*** Opening of Entries provided ***
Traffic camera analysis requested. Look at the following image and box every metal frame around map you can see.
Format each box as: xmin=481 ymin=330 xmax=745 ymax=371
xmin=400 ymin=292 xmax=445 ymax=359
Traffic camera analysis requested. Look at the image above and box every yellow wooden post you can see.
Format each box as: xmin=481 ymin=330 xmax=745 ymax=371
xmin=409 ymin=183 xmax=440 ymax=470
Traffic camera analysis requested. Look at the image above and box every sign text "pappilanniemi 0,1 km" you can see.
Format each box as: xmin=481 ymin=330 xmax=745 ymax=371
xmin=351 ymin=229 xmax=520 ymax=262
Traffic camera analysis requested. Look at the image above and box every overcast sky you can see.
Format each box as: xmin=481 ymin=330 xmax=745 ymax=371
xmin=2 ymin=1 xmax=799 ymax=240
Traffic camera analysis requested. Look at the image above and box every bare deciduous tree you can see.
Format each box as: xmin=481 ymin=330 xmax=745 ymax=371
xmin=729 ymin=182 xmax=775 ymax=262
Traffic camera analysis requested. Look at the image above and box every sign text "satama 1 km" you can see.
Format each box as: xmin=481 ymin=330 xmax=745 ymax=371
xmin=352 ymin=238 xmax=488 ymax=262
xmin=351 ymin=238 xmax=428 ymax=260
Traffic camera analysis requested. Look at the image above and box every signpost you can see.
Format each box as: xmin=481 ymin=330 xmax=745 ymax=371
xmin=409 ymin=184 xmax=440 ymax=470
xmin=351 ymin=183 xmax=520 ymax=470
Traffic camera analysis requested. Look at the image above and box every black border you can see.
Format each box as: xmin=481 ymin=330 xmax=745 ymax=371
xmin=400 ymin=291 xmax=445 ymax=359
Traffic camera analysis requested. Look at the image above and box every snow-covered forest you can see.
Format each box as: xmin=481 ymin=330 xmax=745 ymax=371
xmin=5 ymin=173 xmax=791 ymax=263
*** Close of Entries provided ***
_What you have to do_
Please give back, exactly as it stands above, the stretch from the line with "border you can see." through the line with "forest you can see.", and no line outside it.

_Solution to the exercise_
Traffic camera analysis requested. Look at the image above and box every black border you can see.
Format each box as: xmin=481 ymin=330 xmax=745 ymax=371
xmin=400 ymin=291 xmax=445 ymax=359
Traffic camera analysis requested. Look at the image above and box every snow-covered forest you can see.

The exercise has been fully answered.